TEXT UNDER STUDY
Prisoner's Dilemma is a pretty standard game that is commonly used in game theory (for a comprehensive defintion of Prisoner's dilemma see this link). Iterated Prisoner's Dilemma is simply repeating the game and allowing the agents to choose again. Prisoner's Dilemma is implemented in a module I wrote called game_types. For an example using the PrisonersDilemma class see the pseudocode snippet below (I dicuss different types of strategies availiable in subsequent cells):
from game_types import PrisonersDilemma
...
...
...
agent1 = Strategy() # Some Strategy for agent1
agent2 = Strategy() # Some Strategy for agent2
game = PrisonersDilemma(agent1, agent2) # Play Prisoners Dilemma with agent1 and agent2
num_iter = 10000 # Play the game 10000 times
game.play(num_iter)
data = game.data # grab data from game
In this scenario Robert Brunner uploads a dataset and asks two graduate students Edward and Will to download and perform a variety of tasks. For the sake of simplicity in this game Edward and Will are the only ones on a special network and they recieve no interference from other people.
The traffic for this network is governed by the TCP Protocol and one feature of TCP is the backoff mechanism. If the rates that Edward and Will are sending packets to this network causes congestion they (backoff
and) each reduce the rate for a while until network congestion subsides. This is the correct implementation. A defective implementation of TCP would be one that does not backoff if the network is congested. The users in this game have 2 choices. To Cooperate (use the correct implementation of the TCP protocol) or to defect (use an incorrect implementation of the TCP protocol).
The payoff matrix is below. The numbers in the box are the utility values. For this example the higher the utlity value the faster the dataset is downloaded. Will is the first player and is the first number in each box. Edward is the second player and is the the second number in each box.

DATA PROVIDED

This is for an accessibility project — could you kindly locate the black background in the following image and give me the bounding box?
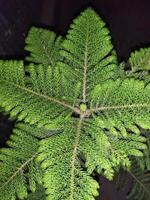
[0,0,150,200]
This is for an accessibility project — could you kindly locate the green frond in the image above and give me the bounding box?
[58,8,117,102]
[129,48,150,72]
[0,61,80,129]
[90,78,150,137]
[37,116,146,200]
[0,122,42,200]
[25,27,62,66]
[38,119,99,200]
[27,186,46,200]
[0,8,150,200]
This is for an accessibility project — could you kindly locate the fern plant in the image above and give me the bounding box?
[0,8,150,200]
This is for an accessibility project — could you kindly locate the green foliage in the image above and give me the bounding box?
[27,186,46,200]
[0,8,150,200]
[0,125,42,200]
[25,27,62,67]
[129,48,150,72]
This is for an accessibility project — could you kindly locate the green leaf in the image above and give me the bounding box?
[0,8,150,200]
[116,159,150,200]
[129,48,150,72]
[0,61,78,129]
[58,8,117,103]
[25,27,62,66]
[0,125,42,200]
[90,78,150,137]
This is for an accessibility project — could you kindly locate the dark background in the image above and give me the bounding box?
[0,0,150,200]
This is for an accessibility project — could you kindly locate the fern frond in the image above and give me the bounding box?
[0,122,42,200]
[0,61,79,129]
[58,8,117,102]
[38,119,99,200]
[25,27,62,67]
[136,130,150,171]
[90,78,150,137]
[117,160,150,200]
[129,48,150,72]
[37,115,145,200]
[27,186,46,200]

==

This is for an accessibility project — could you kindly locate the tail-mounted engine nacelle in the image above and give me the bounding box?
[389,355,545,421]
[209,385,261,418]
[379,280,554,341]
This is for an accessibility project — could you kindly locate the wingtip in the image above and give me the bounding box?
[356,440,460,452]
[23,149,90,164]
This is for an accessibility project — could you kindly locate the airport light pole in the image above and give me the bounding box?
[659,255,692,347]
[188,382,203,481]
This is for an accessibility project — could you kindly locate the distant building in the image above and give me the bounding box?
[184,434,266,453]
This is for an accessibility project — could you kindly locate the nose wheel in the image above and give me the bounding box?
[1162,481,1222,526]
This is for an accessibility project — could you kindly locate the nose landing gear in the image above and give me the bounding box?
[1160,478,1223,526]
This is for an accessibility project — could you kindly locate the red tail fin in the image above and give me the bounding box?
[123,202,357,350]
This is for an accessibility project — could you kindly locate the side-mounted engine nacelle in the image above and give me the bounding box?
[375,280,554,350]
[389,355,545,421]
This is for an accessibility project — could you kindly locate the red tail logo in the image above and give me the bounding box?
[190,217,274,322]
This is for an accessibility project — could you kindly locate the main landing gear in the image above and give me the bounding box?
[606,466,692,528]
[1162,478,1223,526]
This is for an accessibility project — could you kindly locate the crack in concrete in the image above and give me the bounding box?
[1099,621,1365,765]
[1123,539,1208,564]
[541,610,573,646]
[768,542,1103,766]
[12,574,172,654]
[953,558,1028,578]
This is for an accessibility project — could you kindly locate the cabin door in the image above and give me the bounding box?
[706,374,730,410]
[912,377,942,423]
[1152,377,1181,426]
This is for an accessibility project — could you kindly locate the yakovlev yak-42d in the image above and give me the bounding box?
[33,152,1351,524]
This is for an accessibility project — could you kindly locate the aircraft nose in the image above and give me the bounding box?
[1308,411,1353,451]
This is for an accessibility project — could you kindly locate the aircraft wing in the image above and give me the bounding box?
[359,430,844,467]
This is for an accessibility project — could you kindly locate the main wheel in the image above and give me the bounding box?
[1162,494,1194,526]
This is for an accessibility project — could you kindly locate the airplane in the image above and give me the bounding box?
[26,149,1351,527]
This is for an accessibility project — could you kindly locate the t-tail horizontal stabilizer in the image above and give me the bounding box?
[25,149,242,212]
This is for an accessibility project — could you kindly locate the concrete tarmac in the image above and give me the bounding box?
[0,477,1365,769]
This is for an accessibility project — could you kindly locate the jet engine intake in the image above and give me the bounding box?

WORK INSTRUCTIONS
**A.** In the Prisoner's Dilemma text, whose utility value is the first number in each box of the payoff matrix?
**B.** Please explain, using the Prisoner's Dilemma text, what cooperating and defecting mean for Edward and Will on their network.

ANSWERS BY TASK
**A.** Will's, since he is the first player.

**B.** Cooperating means using the correct TCP implementation, which backs off by reducing the sending rate until congestion subsides. Defecting means using an incorrect implementation that does not back off when the network is congested.